Each entry that appears below should be restated exactly as it is.

== Segment start ==

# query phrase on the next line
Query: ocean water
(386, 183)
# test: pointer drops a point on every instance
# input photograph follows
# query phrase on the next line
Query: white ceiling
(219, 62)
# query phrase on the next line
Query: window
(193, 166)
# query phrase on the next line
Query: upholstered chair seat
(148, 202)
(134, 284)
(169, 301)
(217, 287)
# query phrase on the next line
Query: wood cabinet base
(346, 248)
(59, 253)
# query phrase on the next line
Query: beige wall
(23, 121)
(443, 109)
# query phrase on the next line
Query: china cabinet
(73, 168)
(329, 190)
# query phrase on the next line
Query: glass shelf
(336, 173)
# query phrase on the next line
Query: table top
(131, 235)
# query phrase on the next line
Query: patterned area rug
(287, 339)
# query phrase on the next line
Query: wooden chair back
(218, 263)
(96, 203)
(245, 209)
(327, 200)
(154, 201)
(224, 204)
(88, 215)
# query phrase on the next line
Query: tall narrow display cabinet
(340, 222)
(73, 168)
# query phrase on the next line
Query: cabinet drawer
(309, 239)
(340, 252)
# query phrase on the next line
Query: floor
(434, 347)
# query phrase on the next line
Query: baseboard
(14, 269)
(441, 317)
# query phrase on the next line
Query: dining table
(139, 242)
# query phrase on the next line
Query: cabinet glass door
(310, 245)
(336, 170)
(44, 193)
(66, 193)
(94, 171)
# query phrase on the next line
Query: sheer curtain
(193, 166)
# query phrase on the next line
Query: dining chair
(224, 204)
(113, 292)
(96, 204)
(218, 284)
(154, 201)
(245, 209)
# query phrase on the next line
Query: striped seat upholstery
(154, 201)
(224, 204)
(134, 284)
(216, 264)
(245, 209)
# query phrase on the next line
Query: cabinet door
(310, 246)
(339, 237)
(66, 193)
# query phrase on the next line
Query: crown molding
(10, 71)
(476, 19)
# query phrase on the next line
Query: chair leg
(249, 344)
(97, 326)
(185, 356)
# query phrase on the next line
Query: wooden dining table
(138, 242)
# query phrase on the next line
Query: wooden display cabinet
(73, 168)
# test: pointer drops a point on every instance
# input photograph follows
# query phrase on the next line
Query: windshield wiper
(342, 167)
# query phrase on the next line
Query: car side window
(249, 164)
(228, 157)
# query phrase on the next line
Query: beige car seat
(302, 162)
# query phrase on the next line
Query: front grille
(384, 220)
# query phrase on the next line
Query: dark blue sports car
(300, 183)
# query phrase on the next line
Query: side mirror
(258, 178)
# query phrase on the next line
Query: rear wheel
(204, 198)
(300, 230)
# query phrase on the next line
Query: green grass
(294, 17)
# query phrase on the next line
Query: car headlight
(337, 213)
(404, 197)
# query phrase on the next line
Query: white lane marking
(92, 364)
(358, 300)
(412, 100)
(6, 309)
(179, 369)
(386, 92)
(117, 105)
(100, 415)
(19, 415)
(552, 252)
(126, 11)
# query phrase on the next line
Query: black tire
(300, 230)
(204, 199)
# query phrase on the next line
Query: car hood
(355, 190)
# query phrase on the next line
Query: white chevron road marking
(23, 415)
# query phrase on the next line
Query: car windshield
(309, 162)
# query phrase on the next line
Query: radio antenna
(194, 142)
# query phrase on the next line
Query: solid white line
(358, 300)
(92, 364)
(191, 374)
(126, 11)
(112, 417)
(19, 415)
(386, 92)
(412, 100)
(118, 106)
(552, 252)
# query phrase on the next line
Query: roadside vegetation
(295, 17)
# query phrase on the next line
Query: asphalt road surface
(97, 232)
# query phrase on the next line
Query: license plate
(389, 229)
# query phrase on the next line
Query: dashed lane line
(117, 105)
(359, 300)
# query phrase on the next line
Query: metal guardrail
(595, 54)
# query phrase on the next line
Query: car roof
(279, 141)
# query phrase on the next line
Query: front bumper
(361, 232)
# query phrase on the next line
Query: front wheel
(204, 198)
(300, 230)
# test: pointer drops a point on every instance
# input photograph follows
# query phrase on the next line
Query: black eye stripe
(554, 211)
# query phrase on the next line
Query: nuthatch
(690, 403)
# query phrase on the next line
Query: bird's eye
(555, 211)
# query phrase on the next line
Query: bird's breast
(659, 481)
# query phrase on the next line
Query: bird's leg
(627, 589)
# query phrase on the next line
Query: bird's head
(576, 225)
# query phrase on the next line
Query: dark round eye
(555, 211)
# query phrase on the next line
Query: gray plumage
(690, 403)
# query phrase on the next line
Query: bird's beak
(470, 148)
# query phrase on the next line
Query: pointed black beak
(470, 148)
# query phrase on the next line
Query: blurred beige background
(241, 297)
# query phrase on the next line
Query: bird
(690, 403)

== Segment end ==

• **Response**:
# query phrase on the next line
Query: ocean water
(386, 183)
# test: pointer drops a point on every instance
# input photograph follows
# query phrase on the next line
Query: white ceiling
(219, 62)
# query phrase on the next line
Query: window
(193, 166)
# query phrase on the next line
Query: upholstered chair seat
(148, 202)
(134, 284)
(169, 301)
(217, 287)
# query phrase on the next line
Query: wood cabinet base
(346, 248)
(59, 253)
# query phrase on the next line
Query: beige wall
(23, 121)
(443, 109)
# query phrase on the next line
Query: china cabinet
(73, 168)
(329, 190)
# query phrase on the next line
Query: glass shelf
(336, 173)
# query phrase on the next line
Query: table top
(131, 235)
# query phrase on the next line
Query: patterned area rug
(287, 339)
# query phrase on the next line
Query: wooden chair back
(218, 263)
(96, 203)
(245, 209)
(327, 200)
(154, 201)
(224, 204)
(88, 215)
# query phrase on the next line
Query: tall narrow display cabinet
(340, 222)
(73, 168)
# query phrase on the next line
Query: cabinet drawer
(309, 239)
(340, 252)
# query phrase on the next line
Query: floor
(434, 347)
# query phrase on the next line
Query: baseboard
(14, 269)
(441, 317)
# query phrase on the next line
Query: dining table
(139, 242)
# query phrase on the next line
Query: cabinet glass door
(310, 245)
(336, 170)
(44, 193)
(66, 193)
(94, 171)
# query phrase on the next line
Query: sheer curtain
(193, 166)
# query phrase on the next line
Query: dining chair
(224, 204)
(113, 292)
(96, 204)
(218, 284)
(154, 201)
(245, 209)
# query phrase on the next line
Query: striped seat upholstery
(154, 201)
(224, 204)
(134, 284)
(216, 264)
(245, 209)
# query phrase on the next line
Query: cabinet door
(310, 246)
(339, 237)
(66, 193)
# query phrase on the next line
Query: crown molding
(10, 71)
(476, 19)
# query phrase on the next line
Query: chair leg
(249, 344)
(97, 326)
(185, 356)
# query phrase on the next line
Query: wooden dining table
(138, 242)
# query phrase on the next line
Query: wooden display cabinet
(73, 168)
# test: pointer drops a point on every instance
# input photograph follows
# query phrase on the next line
Query: windshield wiper
(342, 167)
# query phrase on the next line
Query: car side window
(249, 164)
(228, 157)
# query phrase on the next line
Query: beige car seat
(302, 162)
# query phrase on the next line
Query: front grille
(384, 220)
# query phrase on the next line
Query: dark blue sports car
(300, 183)
# query phrase on the next line
Query: side mirror
(258, 178)
# query phrase on the next line
Query: rear wheel
(204, 198)
(300, 230)
# query phrase on the next line
Query: green grass
(294, 17)
# query phrase on the next line
Query: car headlight
(337, 213)
(404, 197)
# query phrase on the next line
Query: white lane marking
(92, 364)
(358, 300)
(412, 100)
(6, 309)
(179, 369)
(386, 92)
(117, 105)
(100, 415)
(19, 415)
(552, 252)
(126, 11)
# query phrase on the next line
Query: black tire
(300, 230)
(204, 199)
# query phrase on the next line
Query: car hood
(355, 190)
# query phrase on the next line
Query: white chevron road marking
(23, 415)
# query phrase on the next line
Query: car windshield
(309, 162)
# query phrase on the next line
Query: radio antenna
(194, 142)
# query phrase on the next line
Query: solid white line
(358, 300)
(92, 364)
(191, 374)
(126, 11)
(112, 417)
(19, 415)
(386, 92)
(412, 100)
(118, 106)
(552, 252)
# query phrase on the next line
Query: roadside vegetation
(295, 17)
# query phrase on the next line
Query: asphalt road surface
(97, 232)
# query phrase on the next line
Query: license plate
(389, 229)
# query phrase on the next line
Query: dashed lane line
(117, 105)
(359, 300)
# query phrase on the next line
Query: metal guardrail
(595, 54)
# query phrase on the next line
Query: car roof
(279, 141)
# query phrase on the next line
Query: front bumper
(361, 232)
# query phrase on the next line
Query: front wheel
(204, 198)
(300, 230)
# test: pointer drops a point on every instance
# input photograph follows
# query phrase on the next line
Query: black eye stripe
(554, 211)
# query phrase on the next line
Query: nuthatch
(690, 403)
# query phrase on the next line
Query: bird's eye
(555, 211)
# query phrase on the next line
Query: bird's breast
(659, 481)
# query phrase on the next line
Query: bird's leg
(627, 589)
# query phrase on the next line
Query: bird's head
(576, 225)
# query phrase on the next line
Query: dark round eye
(555, 211)
# query phrase on the next line
Query: gray plumage
(690, 403)
# query phrase on the next line
Query: bird's beak
(470, 148)
# query phrase on the next line
Query: pointed black beak
(470, 148)
# query phrase on the next line
Query: blurred beige background
(241, 297)
# query phrase on the next line
Query: bird
(690, 403)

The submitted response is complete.